It has been good, during these last few weeks, to see the two sectors in secondary education – the one, maintained, engaged in educating the vast majority of the population, the other, independent, minority but an important one - united in their views on the curriculum. That HMC welcomed Mr Gove’s retreat on EBCs whilst agreeing on the need for better exams and less assessment was in harmony with much that has been said by maintained school leaders, so the department did well to listen.
Now a different but equally powerful alliance appears to be taking shape. At last week’s Universities and Colleges Admissions Service conference I was a lone Head on a panel of Higher Educationalists answering questions on fair access. It was as polite and harmonious as one would expect professionals to be, but on one question unanimity was striking: we all want to keep end-of-year 12 AS exams.

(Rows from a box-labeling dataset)

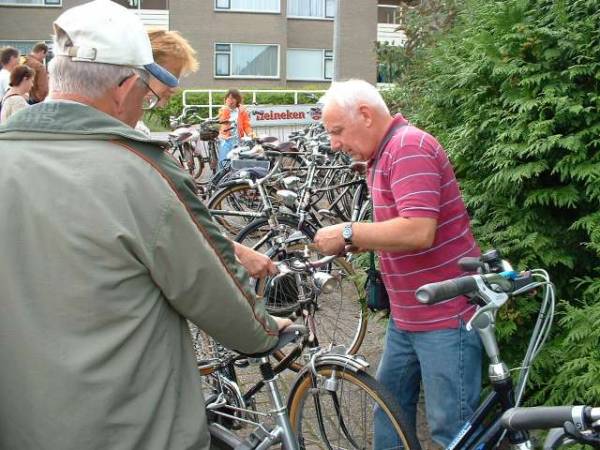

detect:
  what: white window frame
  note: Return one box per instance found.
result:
[287,0,337,22]
[213,42,281,80]
[0,39,54,62]
[214,0,281,14]
[0,0,62,6]
[286,48,333,81]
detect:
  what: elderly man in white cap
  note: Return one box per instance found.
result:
[0,0,288,450]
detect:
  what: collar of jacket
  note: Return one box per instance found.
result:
[0,100,165,146]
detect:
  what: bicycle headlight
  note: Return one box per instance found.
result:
[313,272,337,294]
[277,189,298,208]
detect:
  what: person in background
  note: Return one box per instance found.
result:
[0,0,290,450]
[219,89,252,164]
[136,30,277,278]
[25,42,48,105]
[0,65,35,123]
[315,80,482,449]
[0,47,19,98]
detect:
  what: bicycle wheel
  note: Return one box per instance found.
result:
[206,183,263,235]
[288,362,420,450]
[181,142,204,181]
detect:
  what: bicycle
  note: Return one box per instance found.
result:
[502,405,600,450]
[415,250,555,450]
[196,251,419,449]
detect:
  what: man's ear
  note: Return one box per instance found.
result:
[358,104,373,128]
[113,75,139,113]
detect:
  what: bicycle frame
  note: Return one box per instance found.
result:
[446,311,532,450]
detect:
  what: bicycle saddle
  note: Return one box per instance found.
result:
[232,167,269,181]
[263,142,298,152]
[243,324,308,358]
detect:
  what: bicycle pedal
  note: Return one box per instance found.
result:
[233,359,250,368]
[235,428,269,450]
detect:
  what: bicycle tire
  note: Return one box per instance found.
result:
[288,362,420,450]
[206,183,263,236]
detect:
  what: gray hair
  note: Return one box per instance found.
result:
[319,79,390,116]
[48,27,149,99]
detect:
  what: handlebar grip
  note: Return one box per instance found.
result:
[502,406,573,431]
[458,256,483,272]
[265,150,283,158]
[415,275,477,305]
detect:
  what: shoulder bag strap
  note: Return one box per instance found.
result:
[369,124,406,273]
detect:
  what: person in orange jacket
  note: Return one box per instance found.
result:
[219,89,252,165]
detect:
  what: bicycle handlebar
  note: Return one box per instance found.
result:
[502,406,600,431]
[415,276,477,305]
[415,271,532,305]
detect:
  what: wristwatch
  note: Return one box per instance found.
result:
[342,222,352,245]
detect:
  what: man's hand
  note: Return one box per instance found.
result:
[314,223,346,255]
[271,316,293,331]
[234,242,277,278]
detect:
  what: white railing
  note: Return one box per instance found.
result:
[183,89,325,119]
[377,23,406,46]
[131,9,169,30]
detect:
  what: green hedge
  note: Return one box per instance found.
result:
[386,0,600,404]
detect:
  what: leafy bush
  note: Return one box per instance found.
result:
[386,0,600,404]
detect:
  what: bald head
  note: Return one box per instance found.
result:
[319,79,390,117]
[320,80,393,161]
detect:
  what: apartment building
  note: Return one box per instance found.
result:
[0,0,397,89]
[170,0,377,88]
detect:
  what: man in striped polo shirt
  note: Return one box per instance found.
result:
[315,80,481,448]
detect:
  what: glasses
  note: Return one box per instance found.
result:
[119,73,160,110]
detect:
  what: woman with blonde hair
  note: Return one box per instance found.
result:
[135,30,198,135]
[0,65,35,123]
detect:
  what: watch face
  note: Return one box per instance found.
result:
[342,227,352,239]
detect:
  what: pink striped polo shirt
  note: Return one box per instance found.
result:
[368,114,480,331]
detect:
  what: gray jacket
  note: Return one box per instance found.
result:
[0,102,277,450]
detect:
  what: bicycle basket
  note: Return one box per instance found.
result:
[200,128,219,141]
[231,159,271,171]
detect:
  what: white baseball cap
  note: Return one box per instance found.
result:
[54,0,179,87]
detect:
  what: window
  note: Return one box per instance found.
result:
[0,0,62,6]
[0,41,52,62]
[287,48,333,80]
[288,0,336,19]
[215,0,280,13]
[215,44,279,78]
[377,5,400,25]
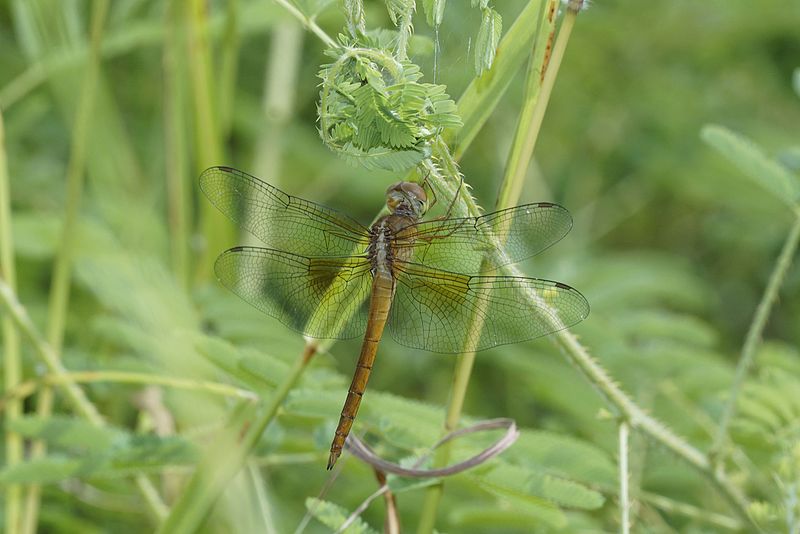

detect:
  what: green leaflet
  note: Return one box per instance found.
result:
[9,415,127,452]
[319,32,461,172]
[700,124,800,207]
[449,500,567,529]
[339,0,367,37]
[792,69,800,96]
[306,497,378,534]
[0,431,197,484]
[475,7,503,76]
[467,461,605,510]
[448,504,567,532]
[422,0,447,26]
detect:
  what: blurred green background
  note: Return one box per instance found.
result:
[0,0,800,532]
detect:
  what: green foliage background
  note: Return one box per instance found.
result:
[0,0,800,533]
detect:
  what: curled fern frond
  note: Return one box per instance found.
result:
[319,32,461,171]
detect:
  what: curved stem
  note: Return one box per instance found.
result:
[22,0,108,533]
[708,209,800,466]
[275,0,337,48]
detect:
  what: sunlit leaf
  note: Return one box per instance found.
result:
[702,125,800,207]
[306,497,377,534]
[475,7,503,76]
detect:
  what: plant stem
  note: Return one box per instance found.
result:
[158,345,316,534]
[219,0,240,139]
[497,0,577,209]
[190,0,233,280]
[21,0,108,534]
[0,279,166,519]
[0,107,22,532]
[708,208,800,467]
[417,0,569,534]
[255,20,305,191]
[619,421,631,534]
[162,2,191,289]
[275,0,338,48]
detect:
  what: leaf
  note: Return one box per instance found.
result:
[306,497,378,534]
[449,497,567,531]
[792,69,800,96]
[0,456,89,484]
[701,125,800,207]
[0,435,197,490]
[8,415,128,452]
[466,461,605,510]
[422,0,447,26]
[475,7,503,76]
[339,145,427,172]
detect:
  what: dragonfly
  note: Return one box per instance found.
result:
[200,167,589,469]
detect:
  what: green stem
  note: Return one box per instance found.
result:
[184,0,228,280]
[275,0,338,48]
[22,0,108,534]
[158,345,316,534]
[417,0,574,534]
[709,209,800,467]
[497,0,577,209]
[0,279,166,519]
[619,421,631,534]
[219,0,240,138]
[255,21,305,191]
[162,3,191,288]
[0,105,22,532]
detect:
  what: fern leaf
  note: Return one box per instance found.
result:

__To-do list__.
A. Rewrite the exam reform commentary from "Now a different" up to and including "12 AS exams.", putting "summit" in place of "conference".
B. Write the next part of the exam reform commentary, picking up after its last sentence.

__Outputs in order__.
A.
Now a different but equally powerful alliance appears to be taking shape. At last week’s Universities and Colleges Admissions Service summit I was a lone Head on a panel of Higher Educationalists answering questions on fair access. It was as polite and harmonious as one would expect professionals to be, but on one question unanimity was striking: we all want to keep end-of-year 12 AS exams.

B.
Some of us remember when AS came in. It was a late-80s invention (three reforms ago by my reckoning) and it was a jolly good idea in principle. The sixth form curriculum was too narrow, critics said: what was needed was a supplementary qualification (the S in AS), ideally in a contrasting subject, taken alongside the habitual three A Levels at the end of year 13, with half the content and half the credit. Scientists might be expected to take a language or a creative subject; historians and linguists might take Maths; narrowness would be avoided. For the languages teacher it was a welcome injection of bright students into the sixth form; for universities it was supposed to provide breadth.
The experiment was in retrospect doomed to failure: universities still wanted the three good grades in the core subjects to be studied, and cared little for the fourth qualification, so students let AS slip. Though AS remained a useful qualification for some, it inevitably slipped down the priority list, until the brainwave came to make it a halfway stage to the new ‘A2’. In came modularity, and the rush of assessment which the current government sees as so harmful. To retain AS now as a stand-alone qualification risks exactly the same result.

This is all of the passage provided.